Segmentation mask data

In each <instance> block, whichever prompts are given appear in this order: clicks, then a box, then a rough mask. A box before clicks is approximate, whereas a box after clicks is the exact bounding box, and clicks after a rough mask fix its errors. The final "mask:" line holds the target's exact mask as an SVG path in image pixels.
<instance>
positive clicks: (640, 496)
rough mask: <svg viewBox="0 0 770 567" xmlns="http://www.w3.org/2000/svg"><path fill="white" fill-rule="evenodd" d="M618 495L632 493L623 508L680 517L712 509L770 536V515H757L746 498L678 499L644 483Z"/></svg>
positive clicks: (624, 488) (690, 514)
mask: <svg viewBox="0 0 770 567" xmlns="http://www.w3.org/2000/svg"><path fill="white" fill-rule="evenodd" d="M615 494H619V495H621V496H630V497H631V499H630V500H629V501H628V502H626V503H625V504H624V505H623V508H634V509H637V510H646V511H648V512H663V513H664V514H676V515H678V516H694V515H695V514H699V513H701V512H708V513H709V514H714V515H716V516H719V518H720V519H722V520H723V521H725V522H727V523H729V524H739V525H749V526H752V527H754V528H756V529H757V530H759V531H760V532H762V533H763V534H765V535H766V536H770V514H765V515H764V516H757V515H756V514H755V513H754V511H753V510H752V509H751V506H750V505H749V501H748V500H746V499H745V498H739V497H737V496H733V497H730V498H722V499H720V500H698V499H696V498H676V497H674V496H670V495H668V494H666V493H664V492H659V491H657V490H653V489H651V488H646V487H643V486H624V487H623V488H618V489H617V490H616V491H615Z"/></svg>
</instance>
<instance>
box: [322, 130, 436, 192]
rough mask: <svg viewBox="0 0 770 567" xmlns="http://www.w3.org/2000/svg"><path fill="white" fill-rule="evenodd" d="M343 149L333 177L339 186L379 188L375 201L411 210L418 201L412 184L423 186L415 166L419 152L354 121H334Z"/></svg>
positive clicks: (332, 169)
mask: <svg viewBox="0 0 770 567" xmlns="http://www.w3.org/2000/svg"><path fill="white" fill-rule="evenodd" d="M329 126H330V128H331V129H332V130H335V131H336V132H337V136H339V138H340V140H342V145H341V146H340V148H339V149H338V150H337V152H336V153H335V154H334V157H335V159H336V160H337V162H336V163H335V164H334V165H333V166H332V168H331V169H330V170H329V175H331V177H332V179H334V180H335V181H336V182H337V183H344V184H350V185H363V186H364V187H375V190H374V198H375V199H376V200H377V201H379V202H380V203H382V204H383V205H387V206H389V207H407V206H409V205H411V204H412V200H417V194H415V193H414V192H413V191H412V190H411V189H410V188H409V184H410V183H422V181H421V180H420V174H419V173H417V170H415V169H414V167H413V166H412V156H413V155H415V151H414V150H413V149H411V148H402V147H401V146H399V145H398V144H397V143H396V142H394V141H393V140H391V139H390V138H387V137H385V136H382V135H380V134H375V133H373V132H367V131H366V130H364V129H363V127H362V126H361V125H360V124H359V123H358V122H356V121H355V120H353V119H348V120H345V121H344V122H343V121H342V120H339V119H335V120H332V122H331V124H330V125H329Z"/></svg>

> _WORK ITEM_:
Print all the records precisely.

> _FINISHED TASK_:
In each <instance> block, whichever prompts are given appear in this order: clicks, then a box, then a rough mask. A box before clicks is approximate, whereas a box after clicks is the exact bounding box, and clicks after a rough mask fix its errors. The final "mask:" line holds the target's exact mask as an SVG path in image pixels.
<instance>
positive clicks: (640, 496)
rough mask: <svg viewBox="0 0 770 567" xmlns="http://www.w3.org/2000/svg"><path fill="white" fill-rule="evenodd" d="M618 495L632 493L623 508L680 517L712 509L770 536V515H757L746 498L678 499L644 483Z"/></svg>
positive clicks: (624, 488) (690, 514)
mask: <svg viewBox="0 0 770 567" xmlns="http://www.w3.org/2000/svg"><path fill="white" fill-rule="evenodd" d="M615 494H619V495H621V496H630V497H631V499H630V500H629V501H628V502H626V503H625V504H624V505H623V508H634V509H637V510H646V511H648V512H663V513H664V514H676V515H678V516H694V515H695V514H699V513H701V512H708V513H709V514H714V515H716V516H719V518H720V519H722V520H723V521H725V522H727V523H729V524H739V525H749V526H752V527H754V528H756V529H757V530H759V531H760V532H762V533H763V534H765V535H766V536H770V514H765V515H764V516H757V515H756V514H755V513H754V511H753V510H752V509H751V506H750V505H749V501H748V500H746V499H745V498H739V497H737V496H733V497H730V498H722V499H720V500H698V499H696V498H676V497H674V496H670V495H668V494H666V493H664V492H659V491H657V490H653V489H651V488H646V487H643V486H624V487H623V488H618V489H617V490H616V491H615Z"/></svg>
</instance>
<instance>
box: [322, 130, 436, 192]
rough mask: <svg viewBox="0 0 770 567" xmlns="http://www.w3.org/2000/svg"><path fill="white" fill-rule="evenodd" d="M343 149L333 177L339 186L379 188L375 201L411 210L418 201L412 184L423 186L415 166L419 152L354 121H334Z"/></svg>
positive clicks: (332, 169)
mask: <svg viewBox="0 0 770 567" xmlns="http://www.w3.org/2000/svg"><path fill="white" fill-rule="evenodd" d="M329 126H330V128H331V129H332V130H335V131H336V132H337V136H339V138H340V140H342V145H341V146H340V148H339V149H338V150H337V152H336V153H335V154H334V157H335V159H336V160H337V162H336V163H335V164H334V165H333V166H332V168H331V169H330V170H329V175H331V177H332V179H334V180H335V181H336V182H337V183H344V184H350V185H363V186H364V187H375V190H374V198H375V199H376V200H377V201H379V202H380V203H382V204H383V205H387V206H389V207H407V206H409V205H411V204H412V200H417V194H415V193H414V192H413V191H412V190H411V189H410V188H409V184H410V183H422V181H421V180H420V174H419V173H417V170H415V169H414V167H413V166H412V156H413V155H415V151H414V150H413V149H411V148H402V147H401V146H399V145H398V144H397V143H396V142H394V141H393V140H391V139H390V138H387V137H385V136H382V135H380V134H375V133H373V132H367V131H366V130H364V129H363V127H362V126H361V125H360V124H359V123H358V122H356V121H355V120H353V119H348V120H345V121H344V122H343V121H342V120H339V119H335V120H332V122H331V124H330V125H329Z"/></svg>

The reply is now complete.